Copy each of the rows below exactly as it appears, without changing any character.
── Data for processing ──
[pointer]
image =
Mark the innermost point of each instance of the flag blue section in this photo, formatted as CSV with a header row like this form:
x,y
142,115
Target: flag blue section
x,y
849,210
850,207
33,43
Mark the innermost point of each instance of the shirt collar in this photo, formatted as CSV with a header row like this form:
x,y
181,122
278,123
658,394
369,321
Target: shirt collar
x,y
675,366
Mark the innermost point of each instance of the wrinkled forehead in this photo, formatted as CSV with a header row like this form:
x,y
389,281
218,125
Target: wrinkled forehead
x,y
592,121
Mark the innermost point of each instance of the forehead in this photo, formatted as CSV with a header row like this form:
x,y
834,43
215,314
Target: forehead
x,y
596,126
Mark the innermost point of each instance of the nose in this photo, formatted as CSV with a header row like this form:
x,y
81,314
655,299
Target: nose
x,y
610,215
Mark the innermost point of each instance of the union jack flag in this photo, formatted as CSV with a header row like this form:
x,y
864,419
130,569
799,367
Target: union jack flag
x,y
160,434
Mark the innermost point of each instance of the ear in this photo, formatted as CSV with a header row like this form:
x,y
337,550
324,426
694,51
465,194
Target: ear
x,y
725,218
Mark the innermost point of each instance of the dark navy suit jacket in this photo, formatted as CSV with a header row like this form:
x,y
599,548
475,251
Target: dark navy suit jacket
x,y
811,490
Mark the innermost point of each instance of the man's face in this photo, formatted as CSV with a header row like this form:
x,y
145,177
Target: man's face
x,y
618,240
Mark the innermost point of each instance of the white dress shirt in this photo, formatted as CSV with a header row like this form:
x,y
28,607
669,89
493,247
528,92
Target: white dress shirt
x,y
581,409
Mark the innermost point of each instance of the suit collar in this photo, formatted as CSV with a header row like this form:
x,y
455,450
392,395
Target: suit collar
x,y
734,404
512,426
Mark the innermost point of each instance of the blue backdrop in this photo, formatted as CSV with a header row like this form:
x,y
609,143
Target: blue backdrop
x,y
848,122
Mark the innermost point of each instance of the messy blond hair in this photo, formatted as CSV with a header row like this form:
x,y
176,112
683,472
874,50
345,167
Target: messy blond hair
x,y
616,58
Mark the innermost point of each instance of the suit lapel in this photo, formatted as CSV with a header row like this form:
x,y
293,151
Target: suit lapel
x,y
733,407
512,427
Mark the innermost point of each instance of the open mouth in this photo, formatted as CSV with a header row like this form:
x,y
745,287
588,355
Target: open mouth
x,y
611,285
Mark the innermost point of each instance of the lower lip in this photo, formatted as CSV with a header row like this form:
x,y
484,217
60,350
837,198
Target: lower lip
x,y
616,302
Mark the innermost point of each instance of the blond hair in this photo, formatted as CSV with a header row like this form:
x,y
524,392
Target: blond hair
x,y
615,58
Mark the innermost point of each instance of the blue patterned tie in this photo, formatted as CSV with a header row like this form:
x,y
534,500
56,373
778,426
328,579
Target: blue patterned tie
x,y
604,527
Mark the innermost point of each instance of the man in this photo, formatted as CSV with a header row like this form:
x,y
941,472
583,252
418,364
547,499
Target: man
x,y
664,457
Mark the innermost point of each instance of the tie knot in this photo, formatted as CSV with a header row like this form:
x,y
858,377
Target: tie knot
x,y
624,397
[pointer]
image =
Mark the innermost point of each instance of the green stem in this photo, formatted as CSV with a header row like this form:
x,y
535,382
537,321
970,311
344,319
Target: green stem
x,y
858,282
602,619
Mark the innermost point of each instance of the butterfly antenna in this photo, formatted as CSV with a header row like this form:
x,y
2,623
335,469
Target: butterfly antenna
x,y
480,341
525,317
───
Task answer >>
[pointer]
image =
Mark the innermost point of each instance of the flag blue section in this photo, formatted as CSV with a header row like this form:
x,y
142,115
Target: flag blue section
x,y
849,210
850,207
33,43
Mark the innermost point of each instance of the shirt collar in this photo, formatted as CSV with a header row like this form:
x,y
181,122
278,123
658,394
369,321
Target: shirt collar
x,y
675,366
Mark the innermost point of each instance of the wrinkled forehead in this photo, formatted as CSV with a header row like this form:
x,y
389,281
218,125
Target: wrinkled forehead
x,y
592,121
Mark the innermost point of each instance of the forehead in this photo, formatted as CSV with a header row like this form:
x,y
834,43
215,314
Target: forehead
x,y
596,126
Mark the innermost point of each instance of the nose in this photo, formatted as CSV with a header row like this form:
x,y
81,314
655,299
Target: nose
x,y
610,215
Mark the innermost point of each instance of the union jack flag in this photo, formatted as CSV with a header row like this form:
x,y
864,419
130,569
799,367
Target: union jack flag
x,y
160,434
Mark the innermost point of each instance of the ear in this photo, formatted as CSV with a header row like this form:
x,y
337,550
324,426
694,51
465,194
Target: ear
x,y
725,218
Mark the innermost point of each instance of the dark navy suit jacket in this photo, formatted as CSV with a header row like this form:
x,y
599,548
475,251
Target: dark navy suit jacket
x,y
811,490
Mark the innermost point of each instance of the man's face in this photo, formatted as CSV with a header row like this form:
x,y
145,177
Target: man's face
x,y
618,240
Mark the innermost point of each instance of the white dress shirt in this photo, formatted as CSV with a header row like this form:
x,y
28,607
669,89
493,247
528,92
Target: white dress shirt
x,y
581,409
Mark the innermost point of each instance of the suit collar in this photo, formatted as CSV with a header row like this form:
x,y
455,450
392,395
Target: suit collar
x,y
734,404
512,426
Mark the innermost point of each instance of the blue backdrop in this photo, formatted as CSV with a header row like this form:
x,y
609,143
Target: blue backdrop
x,y
848,122
Mark the innermost point of each instance of the messy blond hair in this photo, formatted as CSV with a header row like this form:
x,y
176,112
683,472
874,50
345,167
Target: messy blond hair
x,y
616,58
Mark the innermost point of each instance of the suit lapel in this photo, formatted as CSV with a header row like this form:
x,y
293,151
Target: suit lapel
x,y
733,407
512,427
Mark the innermost point of each instance of the open mouth in this photo, formatted as CSV with a header row like this form:
x,y
745,287
588,355
Target: open mouth
x,y
611,285
Mark the innermost point of each instance of the lower lip in this photo, formatted as CSV with a header row like this form:
x,y
484,217
60,350
837,198
Target: lower lip
x,y
616,302
Mark the innermost point of each instance of the blond hair in this photo, formatted as CSV with a header row like this form:
x,y
524,392
Target: blond hair
x,y
615,58
Mark the innermost point of each instance of the blue patterned tie in this photo, formatted as CSV with a header row like this form:
x,y
534,500
56,373
778,426
328,579
Target: blue patterned tie
x,y
604,527
Mark the innermost point of each instance of the man in this photo, formatted as CSV with a header row like this form:
x,y
941,472
583,252
418,364
547,499
Target: man
x,y
664,457
Mark the innermost point of each instance of the tie knot in this photo, formatted as CSV with a header row like this form:
x,y
858,377
Target: tie knot
x,y
624,397
[pointer]
image =
Mark the innermost point of each instance of the green stem in this photo, formatted as CSV with a header row like this form:
x,y
535,382
537,321
970,311
344,319
Target: green stem
x,y
858,282
602,619
Mark the innermost point of each instance of the butterfly antenna in this photo, formatted as CSV with a header row like this form:
x,y
2,623
335,469
Target: butterfly antenna
x,y
480,341
525,317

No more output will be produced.